## Required task
Rewrite the entries from the line that has "Task: indicate the fish dorsal" through the line that has "[(215, 147), (202, 336), (177, 273), (296, 255), (174, 243)]", replacing "cooler box" with "ice chest" and leaving everything else as it is.

[Entries from a point labeling set]

++++++++

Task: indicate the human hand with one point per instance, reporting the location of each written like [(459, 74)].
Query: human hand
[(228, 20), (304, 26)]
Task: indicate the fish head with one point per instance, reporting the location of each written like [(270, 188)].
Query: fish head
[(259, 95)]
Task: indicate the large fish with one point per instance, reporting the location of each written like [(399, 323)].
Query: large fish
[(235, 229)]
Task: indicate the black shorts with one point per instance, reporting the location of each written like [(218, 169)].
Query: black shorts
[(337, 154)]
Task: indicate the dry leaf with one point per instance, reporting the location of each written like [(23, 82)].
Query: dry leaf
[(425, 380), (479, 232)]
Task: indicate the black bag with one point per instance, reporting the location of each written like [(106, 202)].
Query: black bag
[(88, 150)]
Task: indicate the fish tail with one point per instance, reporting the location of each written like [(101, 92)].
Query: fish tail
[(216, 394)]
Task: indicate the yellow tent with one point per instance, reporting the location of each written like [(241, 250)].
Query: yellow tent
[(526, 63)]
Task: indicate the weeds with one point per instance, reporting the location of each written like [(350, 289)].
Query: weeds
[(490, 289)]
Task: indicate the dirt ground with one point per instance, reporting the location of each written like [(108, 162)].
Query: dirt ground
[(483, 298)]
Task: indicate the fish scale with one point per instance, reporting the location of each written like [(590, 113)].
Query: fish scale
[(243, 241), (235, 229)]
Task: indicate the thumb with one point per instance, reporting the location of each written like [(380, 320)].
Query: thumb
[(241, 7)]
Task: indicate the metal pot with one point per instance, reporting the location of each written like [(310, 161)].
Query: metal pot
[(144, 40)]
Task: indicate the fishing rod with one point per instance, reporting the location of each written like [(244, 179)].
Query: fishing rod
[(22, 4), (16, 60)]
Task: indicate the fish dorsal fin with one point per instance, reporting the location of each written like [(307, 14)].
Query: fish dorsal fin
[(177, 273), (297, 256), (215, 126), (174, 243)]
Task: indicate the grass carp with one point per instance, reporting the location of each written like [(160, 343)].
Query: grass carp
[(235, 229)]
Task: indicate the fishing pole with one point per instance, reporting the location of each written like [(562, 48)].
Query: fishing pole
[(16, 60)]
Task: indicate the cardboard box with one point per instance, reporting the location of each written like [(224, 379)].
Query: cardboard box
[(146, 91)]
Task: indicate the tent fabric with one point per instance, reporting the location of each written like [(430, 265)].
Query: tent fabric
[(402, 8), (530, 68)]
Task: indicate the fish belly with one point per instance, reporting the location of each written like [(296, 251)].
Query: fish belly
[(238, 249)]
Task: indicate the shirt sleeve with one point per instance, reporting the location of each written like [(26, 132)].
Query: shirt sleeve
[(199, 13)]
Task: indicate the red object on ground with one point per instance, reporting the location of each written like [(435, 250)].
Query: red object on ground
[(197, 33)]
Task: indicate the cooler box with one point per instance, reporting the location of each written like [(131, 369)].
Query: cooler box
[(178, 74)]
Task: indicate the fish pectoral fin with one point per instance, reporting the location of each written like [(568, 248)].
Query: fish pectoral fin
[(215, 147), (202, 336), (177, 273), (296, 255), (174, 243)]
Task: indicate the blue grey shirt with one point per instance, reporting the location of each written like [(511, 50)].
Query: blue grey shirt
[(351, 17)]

++++++++

## The solution
Task: indicate the fish dorsal fin with one point per instance, reporting the location of each written like [(307, 14)].
Query: fish dorsal fin
[(177, 273), (297, 256), (215, 126), (174, 243)]
Task: indicate the grass carp with one point per instance, reporting the location of each written like [(160, 343)].
Query: grass carp
[(235, 229)]
Task: indicate the fishing pole with one point per instance, reporting the location of each written like [(562, 48)].
Query: fishing pole
[(16, 60)]
Task: indicate the cardboard box with one point per instance, reporting the location of each written like [(224, 379)].
Query: cardboard box
[(146, 91)]
Task: indicate the tent fabric with one point per instance, reporting the location of each written like [(430, 265)].
Query: tent fabric
[(402, 8), (530, 68)]
Task: indicate the fish belly with one point per instance, reporting the location of each written like [(296, 251)].
Query: fish belly
[(238, 249)]
Task: indicate the shirt sleeve with one point per instance, reporting the location of each written like [(26, 132)].
Query: shirt sleeve
[(199, 13)]
Task: indicate the red object on ground with one point per instance, reporting the location of each written like [(435, 250)].
Query: red object on ground
[(197, 33)]
Task: indicate the ice chest with one point per instance, reporting the location of each written like [(131, 369)].
Query: ice chest
[(178, 74)]
Task: indicate the fish pectoral fin with one point per instance, reporting the location of each written like [(568, 248)].
Query: fish pectoral fin
[(215, 147), (202, 336), (177, 273), (296, 255), (174, 243)]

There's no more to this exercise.